━━━ DATA FOR PROCESSING

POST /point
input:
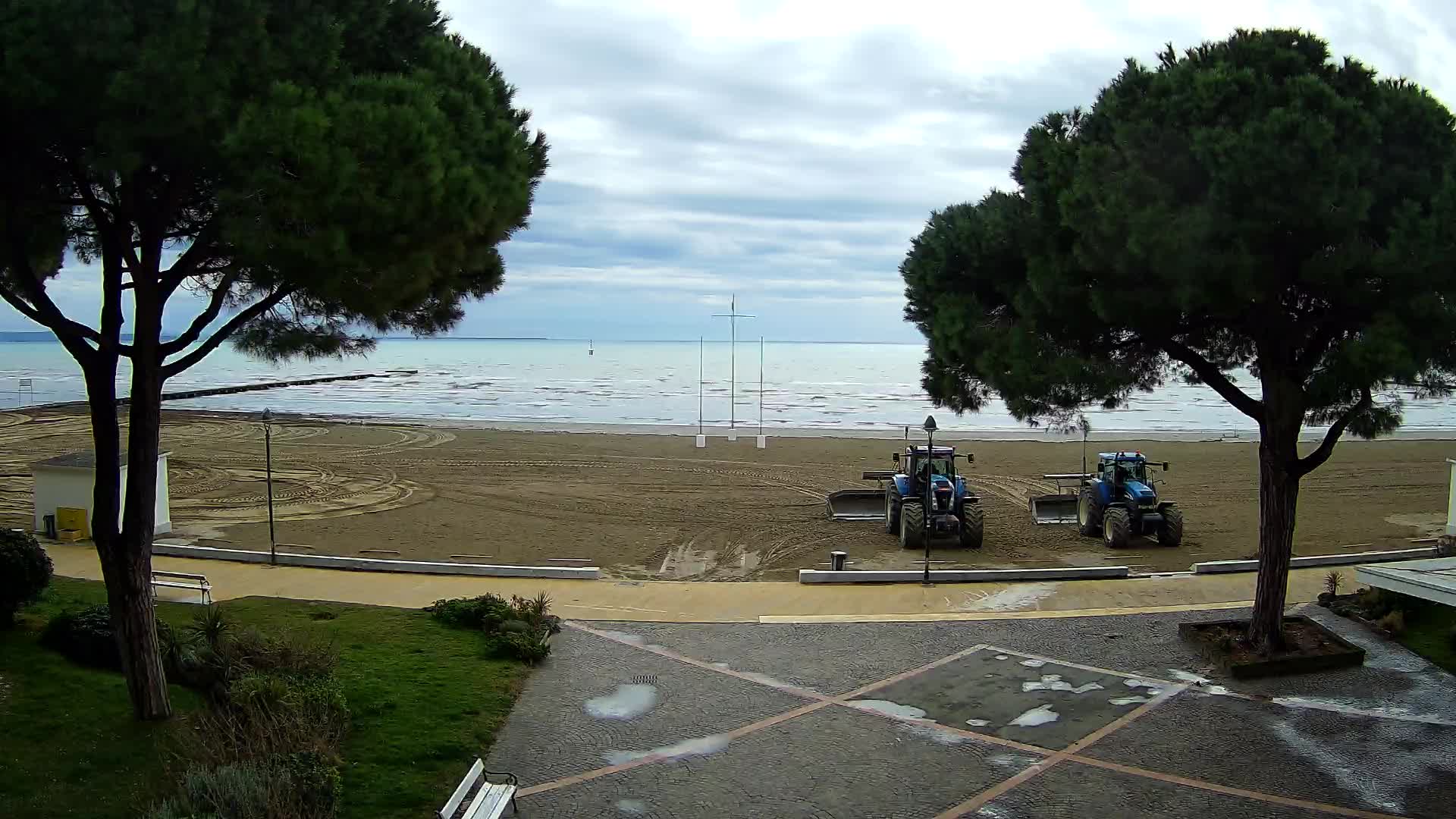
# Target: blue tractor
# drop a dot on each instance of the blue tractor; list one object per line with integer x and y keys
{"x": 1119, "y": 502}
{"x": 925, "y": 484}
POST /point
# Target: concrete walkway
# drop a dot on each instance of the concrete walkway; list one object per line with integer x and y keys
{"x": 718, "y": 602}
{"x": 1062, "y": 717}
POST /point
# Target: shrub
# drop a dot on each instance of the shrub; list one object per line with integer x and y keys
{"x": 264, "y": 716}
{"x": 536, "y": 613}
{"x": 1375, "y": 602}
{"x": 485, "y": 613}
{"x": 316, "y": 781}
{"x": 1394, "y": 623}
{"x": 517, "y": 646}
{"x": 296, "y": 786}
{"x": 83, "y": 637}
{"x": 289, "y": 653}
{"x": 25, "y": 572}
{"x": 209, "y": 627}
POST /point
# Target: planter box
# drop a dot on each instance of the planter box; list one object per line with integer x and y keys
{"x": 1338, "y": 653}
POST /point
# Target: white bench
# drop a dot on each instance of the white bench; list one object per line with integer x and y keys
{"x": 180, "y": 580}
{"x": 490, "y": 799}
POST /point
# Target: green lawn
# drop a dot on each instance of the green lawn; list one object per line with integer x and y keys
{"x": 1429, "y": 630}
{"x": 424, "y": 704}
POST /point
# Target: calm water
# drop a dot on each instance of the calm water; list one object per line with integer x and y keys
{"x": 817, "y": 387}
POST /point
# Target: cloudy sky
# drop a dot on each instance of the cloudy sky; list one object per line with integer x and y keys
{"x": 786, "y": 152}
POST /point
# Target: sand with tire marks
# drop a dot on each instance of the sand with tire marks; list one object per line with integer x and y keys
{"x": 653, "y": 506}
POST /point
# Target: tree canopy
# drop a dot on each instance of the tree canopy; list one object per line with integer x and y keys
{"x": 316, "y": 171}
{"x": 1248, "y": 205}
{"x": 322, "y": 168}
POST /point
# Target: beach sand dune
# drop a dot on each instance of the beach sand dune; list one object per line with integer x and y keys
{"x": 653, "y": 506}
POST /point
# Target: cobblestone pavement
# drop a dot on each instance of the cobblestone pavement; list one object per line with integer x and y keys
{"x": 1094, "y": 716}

━━━━━━

## WORK TO DO
From the records given above, reproduce all text exactly and exclude each picture.

## ANSWER TO THE PROBLEM
POST /point
input:
# Target: blue tractor
# drop a dot on each instance of the blue tractor; list one object per line with integer x and y keys
{"x": 1119, "y": 502}
{"x": 925, "y": 484}
POST /point
# Target: concrete walkway
# drop a dot on each instance of the concrete walkway; list one object per line with integer x and y keys
{"x": 718, "y": 602}
{"x": 1062, "y": 717}
POST /point
# Target: shrub
# drop a dot on each instance of the shrub; list one object per line with integer x and y keys
{"x": 264, "y": 716}
{"x": 536, "y": 613}
{"x": 1375, "y": 602}
{"x": 485, "y": 613}
{"x": 316, "y": 781}
{"x": 1394, "y": 623}
{"x": 517, "y": 646}
{"x": 296, "y": 786}
{"x": 83, "y": 637}
{"x": 289, "y": 653}
{"x": 25, "y": 572}
{"x": 209, "y": 627}
POST /point
# Target: planter box
# drop a dot on each instance of the planter box; list one object per line with integer x and y keys
{"x": 1338, "y": 653}
POST /point
# Target: white bench
# drop a dot on each instance of the white bench; list one object per line with integer x and y keys
{"x": 180, "y": 580}
{"x": 490, "y": 799}
POST /point
# Target: green lawn
# drop a dot on each instance of the green lawn; list one object per line with integer x and y keys
{"x": 1429, "y": 630}
{"x": 424, "y": 704}
POST /point
# Target: calm water
# drop a dot on each instance of the calm water; list one object per line with integer x and y keys
{"x": 817, "y": 387}
POST /point
# Target: cloudy sky
# drop a dot on each instance of the cloudy sky; list one object per line with integer x and y keys
{"x": 786, "y": 152}
POST /point
# Target: sand with tire marks
# drop a dot on each instance of the sand with tire marks; list one object per line with integer x and y keys
{"x": 653, "y": 506}
POST /point
# Target: tree canopy
# drop a dot on each instance of the tree canopy; list one object per line with integer x and y keys
{"x": 316, "y": 171}
{"x": 1248, "y": 205}
{"x": 322, "y": 168}
POST /point
# Target: beach sand dune
# drop a dot on each instance of the beach sand dune; list one object per line with integer x and y keys
{"x": 653, "y": 506}
POST /point
# Target: cobblestone pavement
# drop a dot on each instance of the cobblestone pavement; list one object per line with integer x and y keys
{"x": 1094, "y": 716}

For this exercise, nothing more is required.